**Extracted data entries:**
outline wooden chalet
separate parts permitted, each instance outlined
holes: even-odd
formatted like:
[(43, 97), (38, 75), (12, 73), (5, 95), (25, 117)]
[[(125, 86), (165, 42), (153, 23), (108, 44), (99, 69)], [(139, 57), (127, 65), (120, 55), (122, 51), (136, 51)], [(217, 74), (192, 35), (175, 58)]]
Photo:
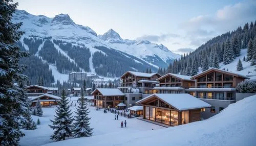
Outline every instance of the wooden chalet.
[(94, 97), (94, 105), (99, 108), (116, 107), (124, 100), (124, 94), (115, 88), (97, 88), (92, 94)]
[(200, 120), (201, 108), (211, 105), (189, 94), (154, 94), (136, 102), (143, 106), (143, 118), (170, 126)]

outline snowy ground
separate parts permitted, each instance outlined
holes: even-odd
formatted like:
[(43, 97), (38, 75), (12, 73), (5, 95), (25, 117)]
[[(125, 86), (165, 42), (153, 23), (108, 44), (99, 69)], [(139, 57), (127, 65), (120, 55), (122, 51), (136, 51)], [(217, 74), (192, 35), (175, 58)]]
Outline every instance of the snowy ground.
[[(71, 101), (74, 102), (71, 107), (73, 111), (76, 107), (74, 107), (74, 104), (76, 103), (76, 106), (77, 106), (77, 97), (72, 97), (71, 99)], [(115, 135), (115, 136), (116, 137), (120, 136), (120, 133), (124, 134), (142, 131), (152, 131), (153, 128), (154, 130), (164, 128), (163, 127), (135, 118), (128, 119), (119, 116), (118, 120), (115, 120), (114, 114), (110, 112), (103, 113), (103, 110), (96, 111), (95, 107), (91, 106), (89, 107), (91, 111), (90, 116), (92, 117), (91, 126), (94, 128), (93, 137), (110, 134)], [(26, 136), (20, 139), (21, 145), (41, 145), (54, 142), (49, 139), (50, 136), (53, 133), (53, 131), (50, 128), (48, 125), (52, 124), (50, 119), (54, 119), (55, 108), (56, 107), (44, 108), (44, 115), (41, 117), (32, 116), (35, 121), (36, 121), (37, 118), (39, 118), (41, 124), (37, 125), (37, 129), (35, 130), (23, 130), (23, 131), (26, 133)], [(126, 120), (127, 126), (125, 128), (121, 128), (121, 121), (124, 121), (124, 120)], [(117, 133), (118, 134), (117, 134)], [(110, 140), (113, 140), (113, 139), (111, 139)], [(71, 144), (70, 145), (74, 145)]]
[[(118, 125), (120, 121), (111, 119), (113, 115), (100, 114), (92, 108), (92, 114), (95, 116), (92, 120), (95, 128), (94, 136), (52, 142), (46, 145), (256, 145), (255, 105), (256, 95), (253, 95), (230, 105), (208, 119), (168, 128), (157, 130), (156, 128), (159, 127), (155, 127), (156, 130), (148, 131), (145, 130), (153, 125), (136, 119), (128, 119), (129, 127), (121, 129)], [(102, 118), (99, 118), (94, 113)], [(101, 130), (98, 131), (99, 129)], [(23, 145), (28, 141), (38, 141), (35, 142), (36, 144), (41, 141), (48, 142), (45, 141), (48, 140), (44, 140), (45, 138), (35, 139), (38, 137), (36, 135), (41, 134), (38, 133), (41, 131), (27, 136), (26, 140), (26, 137), (23, 138)], [(99, 134), (100, 132), (104, 134)], [(45, 138), (43, 135), (41, 137)], [(30, 136), (32, 137), (28, 137)]]

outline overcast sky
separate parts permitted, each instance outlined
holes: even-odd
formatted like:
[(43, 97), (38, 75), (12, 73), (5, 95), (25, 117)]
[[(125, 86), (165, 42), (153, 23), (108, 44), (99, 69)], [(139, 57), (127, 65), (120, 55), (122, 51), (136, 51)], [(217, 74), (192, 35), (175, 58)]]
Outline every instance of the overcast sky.
[(18, 9), (54, 17), (68, 14), (98, 34), (110, 29), (123, 39), (193, 51), (213, 37), (256, 20), (256, 1), (14, 0)]

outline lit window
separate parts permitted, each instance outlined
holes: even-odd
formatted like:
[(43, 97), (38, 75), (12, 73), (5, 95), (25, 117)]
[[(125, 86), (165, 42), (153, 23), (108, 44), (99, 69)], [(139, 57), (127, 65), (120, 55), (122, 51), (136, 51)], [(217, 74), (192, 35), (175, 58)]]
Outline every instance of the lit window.
[(220, 107), (220, 111), (221, 111), (223, 110), (223, 109), (224, 109), (224, 108)]
[(210, 112), (215, 113), (215, 107), (211, 107), (210, 108)]

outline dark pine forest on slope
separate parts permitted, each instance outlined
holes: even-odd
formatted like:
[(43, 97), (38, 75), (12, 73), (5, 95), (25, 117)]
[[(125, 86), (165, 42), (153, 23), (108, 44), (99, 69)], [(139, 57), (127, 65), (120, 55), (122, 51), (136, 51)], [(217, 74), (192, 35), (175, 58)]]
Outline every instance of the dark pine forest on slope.
[(254, 24), (245, 23), (243, 28), (216, 37), (199, 46), (189, 54), (181, 55), (181, 58), (169, 64), (167, 68), (160, 68), (158, 72), (168, 72), (194, 76), (201, 67), (203, 71), (209, 67), (219, 68), (219, 63), (228, 64), (240, 55), (241, 49), (248, 48), (245, 60), (251, 65), (256, 65), (256, 21)]

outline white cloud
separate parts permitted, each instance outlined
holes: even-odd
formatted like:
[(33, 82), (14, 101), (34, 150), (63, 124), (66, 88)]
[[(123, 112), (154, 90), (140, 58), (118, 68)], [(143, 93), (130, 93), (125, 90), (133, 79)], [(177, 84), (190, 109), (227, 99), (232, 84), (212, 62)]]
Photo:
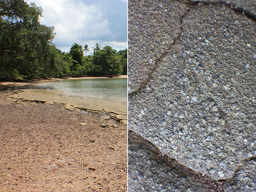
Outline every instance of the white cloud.
[[(68, 52), (76, 43), (98, 43), (117, 51), (127, 47), (127, 1), (28, 0), (43, 9), (41, 24), (53, 26), (53, 42)], [(109, 44), (106, 44), (108, 43)]]

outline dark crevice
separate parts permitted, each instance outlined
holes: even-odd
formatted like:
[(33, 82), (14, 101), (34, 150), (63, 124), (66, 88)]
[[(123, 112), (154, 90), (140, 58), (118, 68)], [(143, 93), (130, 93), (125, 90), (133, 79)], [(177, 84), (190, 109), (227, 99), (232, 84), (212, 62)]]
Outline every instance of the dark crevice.
[[(180, 18), (179, 22), (181, 26), (180, 33), (174, 39), (167, 50), (162, 54), (160, 57), (156, 60), (154, 67), (151, 69), (146, 80), (140, 84), (137, 89), (133, 91), (128, 93), (128, 95), (132, 97), (136, 96), (137, 94), (139, 93), (142, 89), (146, 87), (151, 80), (153, 74), (159, 67), (161, 62), (163, 61), (169, 53), (171, 53), (173, 46), (175, 45), (180, 40), (182, 35), (183, 27), (183, 20), (184, 19), (187, 15), (192, 8), (209, 5), (218, 5), (224, 6), (229, 7), (235, 12), (246, 15), (249, 19), (254, 21), (256, 21), (256, 15), (248, 11), (243, 9), (242, 8), (236, 7), (236, 5), (234, 4), (227, 3), (223, 1), (220, 1), (217, 2), (209, 2), (208, 3), (205, 3), (200, 1), (192, 2), (189, 0), (177, 0), (176, 1), (185, 5), (188, 7), (188, 9)], [(222, 114), (220, 115), (220, 118), (224, 117), (225, 114), (222, 114)], [(181, 164), (176, 159), (171, 158), (166, 155), (163, 153), (156, 146), (150, 142), (143, 138), (139, 134), (129, 130), (129, 129), (128, 130), (128, 140), (129, 142), (132, 143), (134, 143), (141, 144), (153, 152), (159, 159), (166, 163), (169, 166), (180, 171), (186, 175), (193, 177), (196, 180), (202, 183), (205, 187), (208, 192), (222, 192), (224, 191), (224, 189), (227, 181), (233, 179), (237, 177), (237, 173), (241, 170), (241, 167), (244, 165), (244, 164), (243, 164), (237, 167), (235, 170), (233, 176), (231, 178), (219, 180), (215, 180), (208, 176), (205, 175), (201, 173), (196, 172), (192, 169)], [(256, 156), (255, 156), (245, 159), (242, 161), (241, 163), (244, 164), (252, 160), (256, 160)]]
[[(162, 153), (154, 144), (143, 138), (140, 135), (129, 130), (128, 140), (132, 143), (139, 144), (151, 151), (160, 159), (169, 166), (180, 171), (186, 175), (192, 177), (196, 181), (202, 184), (207, 192), (223, 192), (227, 181), (233, 179), (237, 177), (237, 173), (241, 170), (243, 164), (238, 166), (231, 178), (216, 180), (209, 176), (197, 172), (180, 163), (177, 160), (171, 158)], [(242, 161), (244, 163), (251, 160), (256, 160), (256, 156), (253, 156)]]
[[(175, 0), (174, 0), (175, 1)], [(248, 18), (254, 21), (256, 21), (256, 15), (254, 14), (251, 13), (250, 13), (247, 10), (245, 10), (243, 9), (242, 8), (236, 7), (236, 5), (231, 3), (227, 3), (223, 1), (220, 1), (216, 2), (209, 2), (208, 3), (205, 3), (204, 2), (199, 1), (193, 2), (189, 0), (184, 1), (182, 1), (182, 0), (176, 0), (176, 1), (185, 5), (189, 7), (188, 9), (181, 16), (180, 19), (180, 22), (181, 24), (180, 32), (178, 35), (174, 38), (172, 43), (170, 45), (168, 49), (162, 54), (159, 59), (157, 59), (156, 60), (154, 67), (151, 70), (147, 78), (146, 78), (146, 80), (141, 84), (139, 86), (139, 88), (136, 90), (132, 92), (128, 92), (128, 95), (129, 96), (135, 95), (136, 94), (140, 92), (142, 89), (144, 88), (148, 84), (149, 82), (152, 78), (153, 74), (155, 69), (158, 66), (159, 64), (163, 61), (163, 59), (166, 57), (168, 54), (171, 52), (173, 46), (175, 45), (178, 40), (180, 39), (183, 32), (183, 19), (188, 15), (191, 8), (209, 5), (219, 5), (224, 6), (230, 8), (236, 12), (240, 14), (244, 14)]]

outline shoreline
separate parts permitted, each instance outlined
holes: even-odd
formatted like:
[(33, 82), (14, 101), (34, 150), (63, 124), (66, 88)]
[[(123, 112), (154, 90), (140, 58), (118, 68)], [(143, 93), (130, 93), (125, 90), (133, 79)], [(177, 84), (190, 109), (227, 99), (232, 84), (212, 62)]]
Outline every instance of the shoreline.
[[(127, 78), (127, 75), (118, 77)], [(68, 96), (58, 90), (35, 88), (34, 85), (41, 83), (73, 79), (107, 78), (106, 77), (83, 77), (67, 79), (32, 80), (24, 82), (0, 82), (0, 91), (11, 92), (8, 97), (18, 100), (36, 102), (46, 104), (62, 104), (70, 111), (84, 110), (107, 114), (107, 117), (116, 121), (127, 123), (127, 101), (125, 100), (107, 99), (87, 97)]]
[(127, 190), (127, 125), (10, 93), (0, 91), (2, 190)]
[(67, 80), (75, 80), (75, 79), (102, 79), (102, 78), (128, 78), (128, 75), (121, 75), (116, 76), (114, 76), (113, 78), (107, 77), (105, 76), (102, 77), (68, 77), (66, 78), (50, 78), (48, 79), (32, 79), (31, 80), (28, 79), (17, 79), (12, 80), (0, 80), (0, 85), (1, 83), (8, 82), (15, 82), (15, 83), (39, 83), (40, 82), (48, 82), (52, 81), (66, 81)]

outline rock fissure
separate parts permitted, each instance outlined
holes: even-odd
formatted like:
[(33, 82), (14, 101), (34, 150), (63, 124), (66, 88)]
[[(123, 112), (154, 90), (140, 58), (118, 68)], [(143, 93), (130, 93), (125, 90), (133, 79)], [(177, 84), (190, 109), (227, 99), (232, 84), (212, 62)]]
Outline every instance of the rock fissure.
[(227, 3), (223, 1), (220, 1), (216, 2), (208, 2), (206, 3), (203, 1), (196, 1), (195, 2), (191, 1), (183, 1), (178, 0), (178, 2), (186, 4), (189, 7), (188, 9), (181, 16), (180, 20), (180, 22), (181, 23), (180, 32), (173, 41), (172, 43), (170, 45), (170, 47), (167, 50), (164, 52), (160, 57), (157, 59), (155, 63), (155, 66), (151, 70), (149, 73), (149, 75), (146, 80), (143, 81), (139, 86), (139, 88), (135, 91), (128, 93), (129, 96), (132, 96), (140, 92), (141, 90), (144, 88), (148, 84), (153, 74), (154, 73), (155, 69), (157, 68), (157, 67), (159, 66), (161, 62), (167, 56), (168, 54), (171, 52), (171, 48), (172, 47), (175, 45), (176, 43), (178, 41), (179, 39), (180, 39), (180, 37), (182, 35), (183, 25), (182, 25), (183, 19), (187, 15), (190, 11), (191, 8), (194, 8), (198, 7), (203, 6), (207, 6), (210, 5), (219, 5), (226, 6), (231, 9), (233, 11), (237, 13), (238, 13), (241, 14), (244, 14), (256, 22), (256, 15), (254, 15), (252, 13), (249, 13), (246, 10), (244, 10), (241, 8), (238, 8), (236, 7), (236, 5), (234, 4), (230, 3)]
[(201, 183), (208, 192), (223, 192), (227, 181), (234, 179), (237, 176), (237, 173), (240, 170), (245, 163), (252, 160), (256, 160), (256, 156), (244, 159), (241, 162), (241, 164), (236, 169), (232, 177), (216, 180), (209, 176), (195, 171), (192, 169), (181, 164), (175, 159), (170, 157), (162, 153), (154, 144), (133, 131), (128, 131), (128, 139), (129, 142), (142, 145), (144, 147), (153, 153), (159, 159), (167, 163), (170, 167), (181, 171), (187, 176), (192, 177), (196, 180)]

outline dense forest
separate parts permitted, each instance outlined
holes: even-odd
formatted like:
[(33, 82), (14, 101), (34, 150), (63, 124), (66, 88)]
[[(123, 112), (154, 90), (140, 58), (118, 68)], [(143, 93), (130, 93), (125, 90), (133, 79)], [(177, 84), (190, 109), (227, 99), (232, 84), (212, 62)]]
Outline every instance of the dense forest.
[(74, 43), (68, 53), (57, 49), (54, 28), (39, 21), (42, 11), (23, 0), (0, 1), (0, 79), (127, 74), (127, 49), (117, 52), (97, 43), (89, 55), (87, 44)]

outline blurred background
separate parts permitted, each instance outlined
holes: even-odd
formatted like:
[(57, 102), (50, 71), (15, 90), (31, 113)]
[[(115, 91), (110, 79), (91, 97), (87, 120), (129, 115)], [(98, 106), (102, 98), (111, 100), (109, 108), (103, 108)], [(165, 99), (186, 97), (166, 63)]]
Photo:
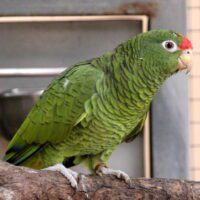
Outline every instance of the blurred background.
[(200, 179), (199, 0), (7, 0), (0, 1), (0, 16), (1, 157), (57, 74), (134, 35), (164, 28), (191, 38), (192, 72), (163, 85), (143, 134), (122, 144), (109, 164), (134, 177)]

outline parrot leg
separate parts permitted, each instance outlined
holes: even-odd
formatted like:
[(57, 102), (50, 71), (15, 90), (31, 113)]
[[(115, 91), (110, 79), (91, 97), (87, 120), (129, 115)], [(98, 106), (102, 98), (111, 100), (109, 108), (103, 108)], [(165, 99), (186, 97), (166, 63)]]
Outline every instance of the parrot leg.
[(47, 167), (47, 168), (45, 168), (43, 170), (50, 170), (50, 171), (58, 171), (58, 172), (60, 172), (63, 176), (65, 176), (69, 180), (71, 186), (73, 188), (77, 189), (77, 187), (78, 187), (78, 183), (77, 183), (78, 173), (74, 172), (71, 169), (66, 168), (62, 163), (56, 164), (56, 165), (51, 166), (51, 167)]
[(130, 183), (130, 177), (128, 174), (126, 174), (125, 172), (121, 171), (121, 170), (115, 170), (115, 169), (110, 169), (108, 167), (106, 167), (105, 165), (98, 165), (96, 168), (96, 174), (97, 175), (114, 175), (119, 179), (123, 179), (126, 183)]

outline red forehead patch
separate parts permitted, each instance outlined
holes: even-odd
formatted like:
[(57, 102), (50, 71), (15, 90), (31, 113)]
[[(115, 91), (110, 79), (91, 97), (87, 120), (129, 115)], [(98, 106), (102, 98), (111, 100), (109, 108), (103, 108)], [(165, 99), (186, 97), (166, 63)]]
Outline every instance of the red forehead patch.
[(192, 43), (191, 43), (191, 41), (187, 37), (183, 38), (183, 40), (182, 40), (179, 48), (182, 49), (182, 50), (193, 49)]

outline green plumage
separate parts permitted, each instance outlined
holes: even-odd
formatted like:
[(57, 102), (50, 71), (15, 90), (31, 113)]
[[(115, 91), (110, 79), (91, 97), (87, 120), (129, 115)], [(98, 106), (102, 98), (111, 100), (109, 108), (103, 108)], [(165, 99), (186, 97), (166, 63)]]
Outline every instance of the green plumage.
[(52, 81), (8, 146), (4, 160), (32, 168), (65, 162), (94, 170), (142, 129), (150, 103), (177, 71), (161, 42), (181, 38), (159, 30), (138, 35)]

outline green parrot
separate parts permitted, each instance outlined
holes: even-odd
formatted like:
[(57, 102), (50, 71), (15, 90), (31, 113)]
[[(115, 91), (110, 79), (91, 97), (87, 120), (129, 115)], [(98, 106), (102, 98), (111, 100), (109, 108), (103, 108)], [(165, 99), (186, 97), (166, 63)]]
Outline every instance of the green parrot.
[(133, 37), (101, 57), (78, 63), (52, 81), (8, 145), (14, 165), (60, 171), (77, 187), (84, 164), (92, 172), (129, 181), (107, 167), (114, 149), (143, 128), (163, 82), (190, 70), (192, 44), (171, 30)]

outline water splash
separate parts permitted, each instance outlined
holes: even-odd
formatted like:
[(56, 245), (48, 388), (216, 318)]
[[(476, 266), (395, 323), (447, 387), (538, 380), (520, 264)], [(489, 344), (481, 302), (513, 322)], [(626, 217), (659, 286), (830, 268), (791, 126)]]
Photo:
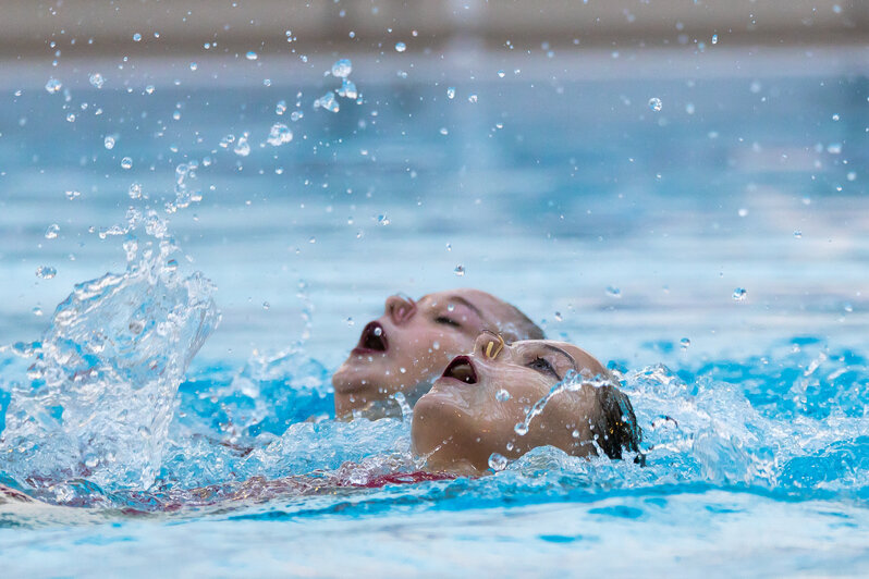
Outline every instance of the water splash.
[(0, 469), (20, 480), (156, 479), (179, 384), (220, 315), (211, 283), (179, 270), (157, 214), (131, 220), (152, 239), (128, 251), (125, 272), (75, 286), (35, 347), (30, 382), (12, 391)]

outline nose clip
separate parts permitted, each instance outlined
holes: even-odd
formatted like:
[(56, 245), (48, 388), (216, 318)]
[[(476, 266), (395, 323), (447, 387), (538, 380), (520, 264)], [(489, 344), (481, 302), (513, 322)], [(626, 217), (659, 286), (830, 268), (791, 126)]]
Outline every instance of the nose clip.
[[(488, 344), (486, 344), (486, 357), (490, 360), (493, 360), (501, 354), (501, 350), (504, 348), (504, 338), (501, 337), (501, 334), (494, 334), (498, 337), (498, 347), (495, 347), (495, 342), (492, 340)], [(494, 350), (494, 352), (492, 352)]]

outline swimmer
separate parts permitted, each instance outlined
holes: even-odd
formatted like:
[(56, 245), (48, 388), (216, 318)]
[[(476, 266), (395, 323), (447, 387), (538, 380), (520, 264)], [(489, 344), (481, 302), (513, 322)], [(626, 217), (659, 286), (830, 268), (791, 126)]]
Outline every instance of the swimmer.
[(383, 316), (363, 329), (332, 377), (335, 416), (396, 415), (393, 395), (399, 392), (413, 406), (451, 359), (470, 352), (484, 330), (509, 341), (543, 337), (522, 311), (478, 290), (438, 292), (418, 301), (388, 298)]
[[(527, 409), (568, 372), (583, 385), (555, 394), (527, 424)], [(473, 354), (455, 357), (414, 407), (415, 454), (434, 471), (480, 473), (498, 453), (518, 458), (536, 446), (555, 446), (580, 457), (639, 455), (640, 429), (619, 382), (583, 349), (534, 340), (505, 344), (480, 334)], [(523, 429), (519, 427), (522, 432)]]

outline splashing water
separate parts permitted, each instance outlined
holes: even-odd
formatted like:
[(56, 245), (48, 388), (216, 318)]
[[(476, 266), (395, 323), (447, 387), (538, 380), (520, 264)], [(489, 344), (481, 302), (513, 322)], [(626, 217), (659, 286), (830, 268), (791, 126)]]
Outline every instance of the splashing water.
[(269, 131), (268, 144), (272, 147), (280, 147), (293, 140), (293, 132), (283, 123), (274, 123)]
[(170, 266), (156, 213), (132, 221), (154, 237), (138, 259), (77, 284), (34, 345), (0, 439), (9, 475), (144, 489), (157, 477), (178, 387), (220, 315), (208, 280)]

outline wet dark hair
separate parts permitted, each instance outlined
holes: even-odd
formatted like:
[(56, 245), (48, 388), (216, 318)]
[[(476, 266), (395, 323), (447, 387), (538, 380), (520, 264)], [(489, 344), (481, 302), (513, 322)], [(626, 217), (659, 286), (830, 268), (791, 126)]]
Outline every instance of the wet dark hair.
[[(615, 378), (611, 380), (619, 384)], [(610, 458), (620, 459), (622, 453), (627, 451), (636, 455), (635, 463), (645, 464), (646, 457), (639, 451), (642, 430), (637, 424), (634, 407), (627, 395), (614, 384), (595, 389), (601, 409), (600, 417), (595, 422), (598, 446)]]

**Problem requirements:** Copy out the material word for word, from the line with "outline dark crevice" up to and including the line with "Outline every instance of the dark crevice.".

**Complete answer:**
outline dark crevice
separate parts permitted, each instance outlined
holes: even-odd
formatted like:
[(33, 82), (14, 101), (34, 150), (63, 124), (66, 88)]
[[(123, 112), (154, 90), (140, 58), (118, 68)], [(143, 93), (130, 93), (125, 90), (133, 79)], [(177, 84), (190, 109), (227, 99), (232, 84), (212, 62)]]
Outline every instance of the dark crevice.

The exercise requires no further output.